*Things to do*:
1: In the leadership workshop post, change "coaching engagement" to "mentoring engagement" in the passage starting at "At the beginning" and ending at "meaning, and purpose.", then give that passage again.
2: Write what comes next in the leadership workshop post, picking up after its final sentence.

17th April 2017

Key Lessons from My Leadership Development Workshop

Embrace Your Productivity Style

T-shirts labeled “One size fits all” never fit properly. The arm holes are too small, the neck opening is too large, or the sleeves are too long.

The same applies to one-size-fits-all approaches to personal productivity. Maybe you have tried to use a calendar tool you received in another leadership development workshop or those colored post-it notes that a friend recommended. If the results were disappointing, the fault is not yours—it’s the fault of tools and techniques that do not match your Productivity Style.

So instead of fighting against your natural thinking, learning, and communicating preferences, work with them. Identify your Productivity Style (you can find the link to my Personal Productivity Assessment here) and then embrace it. Use your understanding to guide the choices you make to manage your attention, invest your time, get work done, tame your inbox, and design your work space in ways that are customized for you—not for someone else.

Know Where You Really Want to Go

At the beginning of each new coaching engagement or leadership development workshop, I give my client a magic wand—an imaginary one, of course. “Ta-da!” I declare. “Today, everything in your life is exactly the way you want it!” This never fails to elicit a smile and a laugh. Who wouldn’t want a magic wand accompanied by a promise like that?

But then the work begins, starting with some serious questions. Now that your life is exactly the way you want it, what has changed? What does your life – professional and personal – look like and feel like? What are you doing? Who are you doing it with?

It is amazing to listen to the shift in my clients’ voice as they describe their magic-wand life. There is a new tone reflecting feelings of excitement, joy, fun, meaning, and purpose.

So now it’s your turn. You have just been handed a magic wand. What do you really want? What are your dreams? Do not get bogged down in shoulds – you should want this because you are the partner in a consulting firm, you should want that because you are a loving husband or wife, son or daughter, you should want fill-in-the-blank because that is what everyone wants. Don’t should all over yourself. Instead, imagine what you really want—and get ready to go for it.

Set Your Goals and Align Your Time Spend

Once you get to the point where you can see, feel, taste, and touch your magic-wand life, set your goals and align your time spend to make that life a reality.

Write your R.E.A.D.Y. goals – Realistic, Exciting, Action-oriented, Directive, and Yours. Then Aim your time spend, matching it to your goals with your calendar as the primary tool. Think carefully about each task or project you are considering putting on your calendar. Ask yourself, “How does this task or project move me one step closer towards achieving my goals?”

(Excerpts of pointing data)
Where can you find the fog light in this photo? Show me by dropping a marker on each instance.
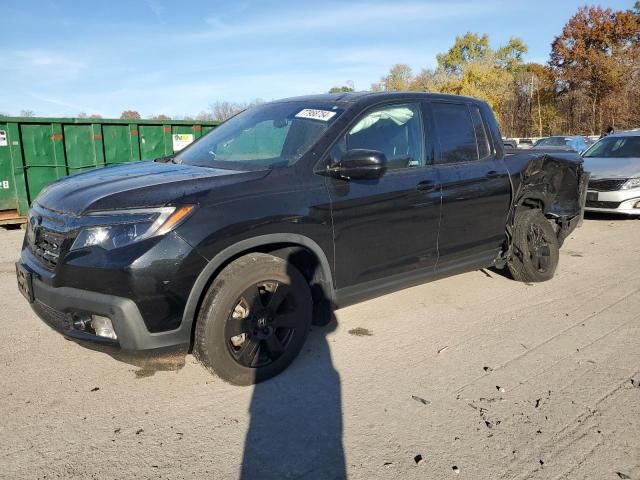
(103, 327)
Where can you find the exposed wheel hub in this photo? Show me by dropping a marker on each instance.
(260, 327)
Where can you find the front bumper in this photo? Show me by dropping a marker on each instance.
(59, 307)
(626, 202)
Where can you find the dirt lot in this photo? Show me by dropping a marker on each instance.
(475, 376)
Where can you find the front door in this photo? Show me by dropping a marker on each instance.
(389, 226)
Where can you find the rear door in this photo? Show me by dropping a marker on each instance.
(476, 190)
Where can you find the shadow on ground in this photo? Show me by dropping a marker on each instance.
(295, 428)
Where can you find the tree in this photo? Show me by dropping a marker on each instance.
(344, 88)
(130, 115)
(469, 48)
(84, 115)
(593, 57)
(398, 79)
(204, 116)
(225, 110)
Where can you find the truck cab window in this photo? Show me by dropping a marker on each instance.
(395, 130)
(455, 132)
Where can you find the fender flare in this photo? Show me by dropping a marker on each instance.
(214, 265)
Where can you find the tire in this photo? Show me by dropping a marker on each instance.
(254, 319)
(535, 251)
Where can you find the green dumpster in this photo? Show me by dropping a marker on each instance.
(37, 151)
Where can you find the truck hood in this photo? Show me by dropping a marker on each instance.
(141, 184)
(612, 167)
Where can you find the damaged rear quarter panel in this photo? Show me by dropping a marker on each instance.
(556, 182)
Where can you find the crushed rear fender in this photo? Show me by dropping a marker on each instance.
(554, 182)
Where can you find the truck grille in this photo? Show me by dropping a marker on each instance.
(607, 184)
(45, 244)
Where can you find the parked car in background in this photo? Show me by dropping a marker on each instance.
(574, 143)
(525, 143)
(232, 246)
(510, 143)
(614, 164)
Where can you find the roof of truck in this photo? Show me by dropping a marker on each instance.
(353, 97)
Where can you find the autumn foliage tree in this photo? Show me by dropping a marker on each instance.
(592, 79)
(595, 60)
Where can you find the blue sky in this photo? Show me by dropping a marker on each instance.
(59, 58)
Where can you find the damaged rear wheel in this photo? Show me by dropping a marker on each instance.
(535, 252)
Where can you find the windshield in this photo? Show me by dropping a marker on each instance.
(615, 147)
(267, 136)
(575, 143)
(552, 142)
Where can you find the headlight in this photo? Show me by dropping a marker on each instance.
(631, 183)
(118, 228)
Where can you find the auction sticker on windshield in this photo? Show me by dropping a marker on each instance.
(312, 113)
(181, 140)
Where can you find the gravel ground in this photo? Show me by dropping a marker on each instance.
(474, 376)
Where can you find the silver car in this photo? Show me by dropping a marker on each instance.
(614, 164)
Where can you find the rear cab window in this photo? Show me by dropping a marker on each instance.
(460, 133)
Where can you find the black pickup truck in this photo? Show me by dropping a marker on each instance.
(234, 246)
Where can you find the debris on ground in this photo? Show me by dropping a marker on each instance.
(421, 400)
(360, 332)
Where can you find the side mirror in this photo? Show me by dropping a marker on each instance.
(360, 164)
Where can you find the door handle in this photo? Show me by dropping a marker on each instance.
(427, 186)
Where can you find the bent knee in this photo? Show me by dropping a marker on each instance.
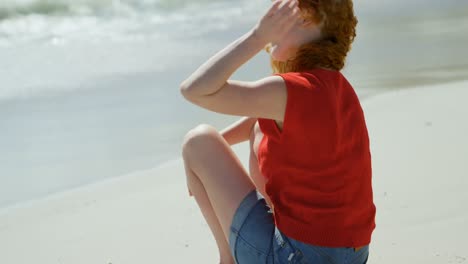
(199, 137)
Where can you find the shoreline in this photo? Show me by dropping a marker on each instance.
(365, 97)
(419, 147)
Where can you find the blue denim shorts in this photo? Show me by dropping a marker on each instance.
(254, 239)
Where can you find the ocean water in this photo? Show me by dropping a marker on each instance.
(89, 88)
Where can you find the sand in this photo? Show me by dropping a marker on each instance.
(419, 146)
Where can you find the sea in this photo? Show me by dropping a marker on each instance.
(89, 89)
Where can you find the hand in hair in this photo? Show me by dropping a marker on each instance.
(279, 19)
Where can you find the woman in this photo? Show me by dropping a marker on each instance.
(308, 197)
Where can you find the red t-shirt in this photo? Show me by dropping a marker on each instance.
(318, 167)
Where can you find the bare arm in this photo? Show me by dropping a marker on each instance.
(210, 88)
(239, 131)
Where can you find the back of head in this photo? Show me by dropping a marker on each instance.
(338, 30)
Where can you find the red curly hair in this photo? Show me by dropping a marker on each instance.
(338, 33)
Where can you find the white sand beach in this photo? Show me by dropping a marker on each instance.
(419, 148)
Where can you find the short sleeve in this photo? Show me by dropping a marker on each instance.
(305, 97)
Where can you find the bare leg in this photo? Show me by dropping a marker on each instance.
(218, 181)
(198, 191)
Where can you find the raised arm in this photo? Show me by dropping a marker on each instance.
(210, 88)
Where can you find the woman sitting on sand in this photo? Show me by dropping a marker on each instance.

*Response list*:
1:
At the beginning of each new mentoring engagement or leadership development workshop, I give my client a magic wand—an imaginary one, of course. “Ta-da!” I declare. “Today, everything in your life is exactly the way you want it!” This never fails to elicit a smile and a laugh. Who wouldn’t want a magic wand accompanied by a promise like that?

But then the work begins, starting with some serious questions. Now that your life is exactly the way you want it, what has changed? What does your life – professional and personal – look like and feel like? What are you doing? Who are you doing it with?

It is amazing to listen to the shift in my clients’ voice as they describe their magic-wand life. There is a new tone reflecting feelings of excitement, joy, fun, meaning, and purpose.

2:
Be vigilant–do not allow tasks or projects onto your calendar that do not move you closer to your goals.

Invest Your Time Wisely to Achieve Your Goals

How are you investing your time to achieve your goals? Look at your calendar–your time investment statement. What does it show you about your time spend? Are you giving away your time? If so, stop! Maximize the hours in each day by choosing time investment tactics that work for your Productivity Style. Time is a non-renewable resource. Invest it wisely to achieve your goals.

Focus on the Real Work That Is Aligned to Your Goals

There is work—the routine, time-filling work most of us spend our days performing—and then there is your real work, the work that takes you one step closer to achieving your goals. Reshape your task list to focus on the real work you should be doing.

First, examine your assumptions. Where are you letting assumptions guide your decision-making process about the work that needs to be completed? Are assumptions that may be false, misleading, or unsupported getting in the way of you completing the work that is aligned with your personal goals?

Next, look at your current to-do list. What do you need to stop doing? Take a hard, critical look at your projects and tasks and ask yourself whether each project is still relevant, directly tied to your goals, and offers a significant return on your time investment. Eliminate the projects and tasks that deserve to be cut–no one is going to miss them, least of all you.

Then ask, “What do I need to start doing? What projects and tasks need to be added to my to-do list that will enable me to achieve my goals?” Put them on the list.

Leave the busy work to someone else, someone who does not want your magic-wand life. Focus on the real work that you are meant to do.

Stop Reacting and Start Responding

You are in the driver’s seat of your life. Stop reacting and start responding –

thoughtfully, purposefully, and consciously.

Start by taking control of your work routines. Decide what work to complete by considering three variables – your time, the resources or tools available, and your energy level. Turn off the rings, pings, and buzzes on all of your devices. Make technology a tool that serves you, not a dictator to which you bow.

Then take control of your inbox. Use the Email Agility Circle to clear out your inbox, convert emails into tasks, forward them to the appropriate colleagues, or simply delete them. And use all of the email technology tools to make your inbox work for you. Leverage every bell, whistle, and tool provided to you to simplify and streamline your email communication.

Next, stop pushing papers. Build a retrieval system that lets you access any piece of information you want in seconds.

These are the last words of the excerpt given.